## Task prompt:
Set down the whole text on Covid-19 and smell loss below word for word.

How Does The Virus Affect The Ability To Smell?
SARS-CoV-2, also known as Covid-19 and Coronavirus, has had a phenomenal impact on the world since its discovery in 2019. Research is continuing, we have many papers shared on our website repository and news stories on our news page.
Many scientists agree that SARS-CoV-2, like the earlier known SARS-CoV, uses the angiotensin-converting enzyme 2 (ACE2) receptor to gain entry to cells by binding with spike protein. This receptor is found on the support cells that along with olfactory neurons, make up the olfactory epithelium.
How Likely Is Recovery from Covid-19 Smell Loss?
In most people, recovery has been relatively fast which indicates that the virus does not always kill the olfactory neurons. Because sudden smell loss occurs early in the disease or without any other symptoms, a full understanding of the virus’ entry into cells in the olfactory sensory epithelium is particularly important for further understanding the infection.
Just like other post-infection smell loss, these support cells can regenerate and the olfactory epithelium can recover. Early research indicates that over 80% of people who lose their sense of smell from Covid-19 are achieving full recovery. Sometimes whilst recovery is taking place, the messages that go to the brain via the olfactory cells might not work like they should, causing smell messages to be misinterpreted, resulting in distortions of smell odours or smell hallucinations also known as parosmia and phantosmia.
Whilst recovery is most likely, the time frame for this can be incredibly variable. For some, smell training can help – see our SmellAbility resources for more guidance on how to do this.

## Image-grounded pointing data:

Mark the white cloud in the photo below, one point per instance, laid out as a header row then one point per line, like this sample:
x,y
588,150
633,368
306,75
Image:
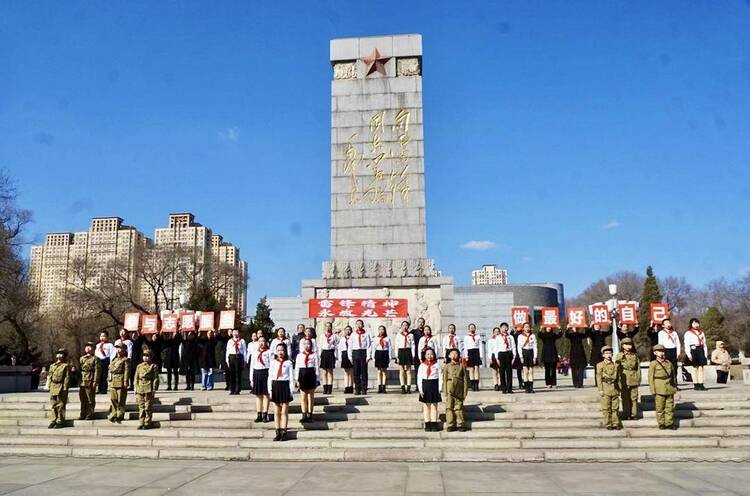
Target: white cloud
x,y
479,245
230,134
613,224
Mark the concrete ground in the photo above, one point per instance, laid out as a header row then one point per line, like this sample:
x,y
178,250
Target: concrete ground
x,y
62,476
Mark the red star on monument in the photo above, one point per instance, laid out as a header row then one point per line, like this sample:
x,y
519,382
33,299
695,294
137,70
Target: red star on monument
x,y
375,62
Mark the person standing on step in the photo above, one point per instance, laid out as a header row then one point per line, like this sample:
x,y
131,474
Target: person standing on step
x,y
236,351
346,363
630,379
146,384
207,359
307,377
104,352
405,357
383,355
91,370
722,360
119,372
492,353
473,356
189,358
360,354
260,361
430,383
455,388
451,341
598,337
608,382
281,384
506,354
577,355
170,357
669,339
662,386
549,336
527,350
58,378
328,357
696,352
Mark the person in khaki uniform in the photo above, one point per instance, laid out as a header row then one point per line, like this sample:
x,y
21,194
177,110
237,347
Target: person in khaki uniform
x,y
608,382
661,383
119,372
455,388
630,379
146,383
59,383
91,370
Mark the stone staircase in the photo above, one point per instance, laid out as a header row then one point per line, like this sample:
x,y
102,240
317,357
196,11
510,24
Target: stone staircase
x,y
551,426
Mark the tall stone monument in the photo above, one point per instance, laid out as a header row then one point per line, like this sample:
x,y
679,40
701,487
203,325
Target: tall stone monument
x,y
378,235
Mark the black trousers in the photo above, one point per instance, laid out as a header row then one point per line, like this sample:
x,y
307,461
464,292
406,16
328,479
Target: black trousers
x,y
359,361
103,377
550,374
577,374
235,373
505,368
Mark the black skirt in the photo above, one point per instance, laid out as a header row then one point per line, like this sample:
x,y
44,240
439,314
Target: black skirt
x,y
382,359
474,358
528,358
430,391
260,382
345,362
280,392
327,359
307,379
699,358
405,357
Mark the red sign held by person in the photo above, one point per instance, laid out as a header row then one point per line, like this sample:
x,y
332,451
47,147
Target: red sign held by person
x,y
550,317
519,316
659,312
628,313
384,308
577,317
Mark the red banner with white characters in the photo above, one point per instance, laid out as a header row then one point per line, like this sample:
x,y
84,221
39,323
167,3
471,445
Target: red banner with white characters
x,y
577,317
628,313
519,316
659,312
600,315
383,308
550,317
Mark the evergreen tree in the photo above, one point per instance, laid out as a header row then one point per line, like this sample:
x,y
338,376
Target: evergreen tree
x,y
712,323
262,321
651,294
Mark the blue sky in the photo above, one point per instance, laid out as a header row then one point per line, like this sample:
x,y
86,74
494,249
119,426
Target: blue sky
x,y
574,138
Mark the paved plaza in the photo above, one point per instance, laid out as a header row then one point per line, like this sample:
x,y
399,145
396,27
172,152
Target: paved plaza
x,y
64,476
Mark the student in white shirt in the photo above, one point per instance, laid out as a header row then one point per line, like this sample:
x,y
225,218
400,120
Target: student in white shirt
x,y
473,356
527,350
452,342
696,352
259,360
328,357
346,363
360,354
383,356
404,357
281,384
430,383
307,377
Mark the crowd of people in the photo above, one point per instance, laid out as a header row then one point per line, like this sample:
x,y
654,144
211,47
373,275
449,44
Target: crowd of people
x,y
445,370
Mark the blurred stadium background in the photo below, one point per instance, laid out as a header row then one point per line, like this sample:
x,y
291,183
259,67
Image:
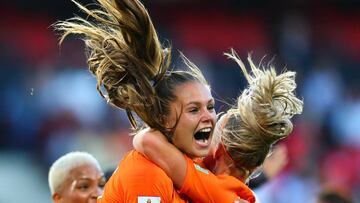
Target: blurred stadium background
x,y
49,104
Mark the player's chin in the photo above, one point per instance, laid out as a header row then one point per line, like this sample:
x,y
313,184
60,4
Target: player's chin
x,y
200,152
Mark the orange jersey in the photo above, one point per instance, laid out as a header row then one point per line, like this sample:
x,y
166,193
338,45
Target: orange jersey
x,y
139,180
201,185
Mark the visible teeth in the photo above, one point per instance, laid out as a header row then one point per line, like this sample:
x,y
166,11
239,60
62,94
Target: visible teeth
x,y
205,130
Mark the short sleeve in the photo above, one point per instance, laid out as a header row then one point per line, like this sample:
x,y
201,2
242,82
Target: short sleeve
x,y
201,185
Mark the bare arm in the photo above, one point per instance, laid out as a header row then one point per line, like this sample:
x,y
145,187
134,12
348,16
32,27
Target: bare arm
x,y
154,145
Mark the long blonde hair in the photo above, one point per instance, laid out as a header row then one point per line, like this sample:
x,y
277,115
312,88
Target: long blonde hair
x,y
262,115
128,60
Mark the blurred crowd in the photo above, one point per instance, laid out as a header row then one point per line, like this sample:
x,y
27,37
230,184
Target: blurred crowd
x,y
49,104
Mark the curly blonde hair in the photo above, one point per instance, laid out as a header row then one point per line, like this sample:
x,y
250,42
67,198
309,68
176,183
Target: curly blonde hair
x,y
262,115
128,60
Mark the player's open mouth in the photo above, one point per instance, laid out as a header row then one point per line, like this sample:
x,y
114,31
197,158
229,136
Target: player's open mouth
x,y
202,136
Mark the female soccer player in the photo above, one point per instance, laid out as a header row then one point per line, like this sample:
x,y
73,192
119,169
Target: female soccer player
x,y
242,140
76,177
131,67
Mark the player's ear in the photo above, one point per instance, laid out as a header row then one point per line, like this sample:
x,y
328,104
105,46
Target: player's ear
x,y
56,197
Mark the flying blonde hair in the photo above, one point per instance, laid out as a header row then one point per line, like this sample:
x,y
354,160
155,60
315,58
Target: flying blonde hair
x,y
262,115
128,60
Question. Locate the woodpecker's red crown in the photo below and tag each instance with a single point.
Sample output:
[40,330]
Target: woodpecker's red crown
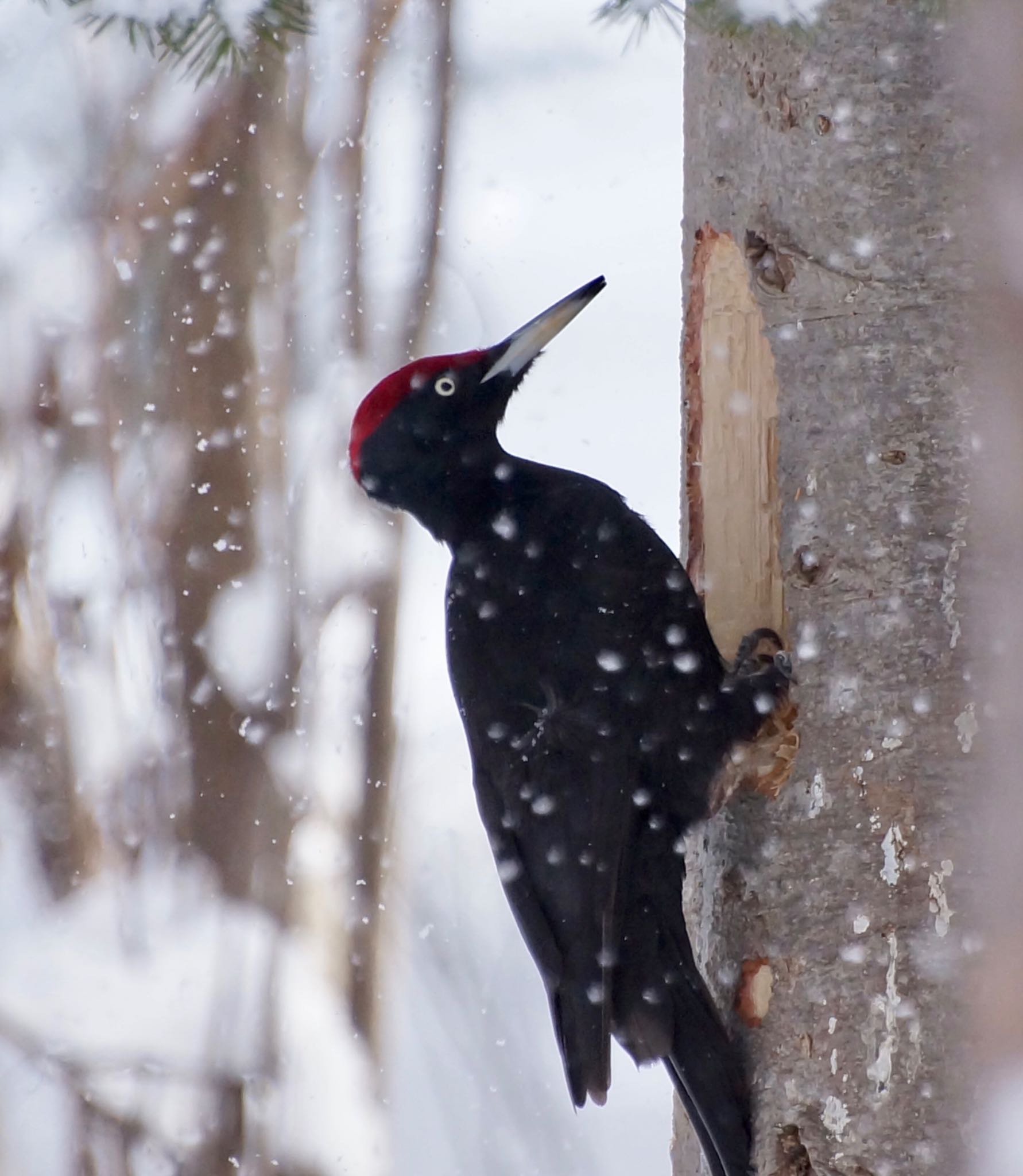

## Result of the task:
How Does The Virus Affect The Ability To Smell?
SARS-CoV-2, also known as Covid-19 and Coronavirus, has had a phenomenal impact on the world since its discovery in 2019. Research is continuing, we have many papers shared on our website repository and news stories on our news page.
Many scientists agree that SARS-CoV-2, like the earlier known SARS-CoV, uses the angiotensin-converting enzyme 2 (ACE2) receptor to gain entry to cells by binding with spike protein. This receptor is found on the support cells that along with olfactory neurons, make up the olfactory epithelium.
How Likely Is Recovery from Covid-19 Smell Loss?
In most people, recovery has been relatively fast which indicates that the virus does not always kill the olfactory neurons. Because sudden smell loss occurs early in the disease or without any other symptoms, a full understanding of the virus’ entry into cells in the olfactory sensory epithelium is particularly important for further understanding the infection.
Just like other post-infection smell loss, these support cells can regenerate and the olfactory epithelium can recover. Early research indicates that over 80% of people who lose their sense of smell from Covid-19 are achieving full recovery. Sometimes whilst recovery is taking place, the messages that go to the brain via the olfactory cells might not work like they should, causing smell messages to be misinterpreted, resulting in distortions of smell odours or smell hallucinations also known as parosmia and phantosmia.
Whilst recovery is most likely, the time frame for this can be incredibly variable. For some, smell training can help – see our SmellAbility resources for more guidance on how to do this.